Beneath this task are records; count how many lines include the string "traffic" and answer with that number alone.

BEGIN

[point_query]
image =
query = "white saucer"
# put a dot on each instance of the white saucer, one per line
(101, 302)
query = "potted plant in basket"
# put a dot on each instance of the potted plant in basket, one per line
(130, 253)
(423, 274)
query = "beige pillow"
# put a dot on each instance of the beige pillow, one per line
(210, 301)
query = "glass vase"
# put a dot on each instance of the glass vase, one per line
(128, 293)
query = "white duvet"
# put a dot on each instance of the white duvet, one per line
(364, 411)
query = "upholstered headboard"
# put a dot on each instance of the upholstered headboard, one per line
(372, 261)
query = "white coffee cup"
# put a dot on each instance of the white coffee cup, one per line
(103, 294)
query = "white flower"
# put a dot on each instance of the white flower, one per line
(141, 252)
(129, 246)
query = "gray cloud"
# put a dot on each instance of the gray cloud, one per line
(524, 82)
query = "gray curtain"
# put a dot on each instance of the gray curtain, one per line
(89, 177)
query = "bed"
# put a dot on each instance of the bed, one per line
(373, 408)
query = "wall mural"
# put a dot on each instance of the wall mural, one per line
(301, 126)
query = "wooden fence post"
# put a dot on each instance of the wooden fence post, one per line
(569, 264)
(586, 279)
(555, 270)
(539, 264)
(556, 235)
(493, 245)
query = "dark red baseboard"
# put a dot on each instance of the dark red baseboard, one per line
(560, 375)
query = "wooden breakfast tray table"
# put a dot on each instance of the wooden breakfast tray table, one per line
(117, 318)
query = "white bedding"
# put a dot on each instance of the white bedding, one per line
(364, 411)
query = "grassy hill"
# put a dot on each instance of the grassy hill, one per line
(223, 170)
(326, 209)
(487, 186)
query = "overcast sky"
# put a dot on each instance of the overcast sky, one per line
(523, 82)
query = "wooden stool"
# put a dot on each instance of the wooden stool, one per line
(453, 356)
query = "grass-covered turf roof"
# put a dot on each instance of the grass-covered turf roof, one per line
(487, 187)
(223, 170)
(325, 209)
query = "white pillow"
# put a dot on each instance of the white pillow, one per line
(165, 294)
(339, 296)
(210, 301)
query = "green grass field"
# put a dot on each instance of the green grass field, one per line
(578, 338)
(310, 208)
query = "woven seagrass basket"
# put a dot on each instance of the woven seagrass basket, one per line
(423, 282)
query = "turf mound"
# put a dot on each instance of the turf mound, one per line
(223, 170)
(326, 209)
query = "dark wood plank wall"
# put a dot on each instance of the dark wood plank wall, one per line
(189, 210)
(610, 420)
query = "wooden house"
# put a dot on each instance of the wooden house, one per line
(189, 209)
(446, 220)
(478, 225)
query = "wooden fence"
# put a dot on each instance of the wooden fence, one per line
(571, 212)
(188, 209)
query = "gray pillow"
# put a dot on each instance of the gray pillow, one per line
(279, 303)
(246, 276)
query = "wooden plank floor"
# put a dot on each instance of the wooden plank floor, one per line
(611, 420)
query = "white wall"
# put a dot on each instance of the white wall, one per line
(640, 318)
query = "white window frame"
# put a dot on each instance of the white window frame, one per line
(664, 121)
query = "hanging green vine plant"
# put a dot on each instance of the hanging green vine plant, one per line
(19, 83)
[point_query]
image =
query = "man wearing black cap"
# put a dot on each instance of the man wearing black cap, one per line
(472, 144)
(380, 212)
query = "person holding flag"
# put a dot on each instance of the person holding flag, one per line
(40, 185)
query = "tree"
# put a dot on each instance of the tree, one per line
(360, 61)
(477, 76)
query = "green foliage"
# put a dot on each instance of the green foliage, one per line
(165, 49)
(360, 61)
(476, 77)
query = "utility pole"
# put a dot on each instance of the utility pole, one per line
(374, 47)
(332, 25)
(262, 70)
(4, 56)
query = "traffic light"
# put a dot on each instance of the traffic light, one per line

END

RESPONSE: 2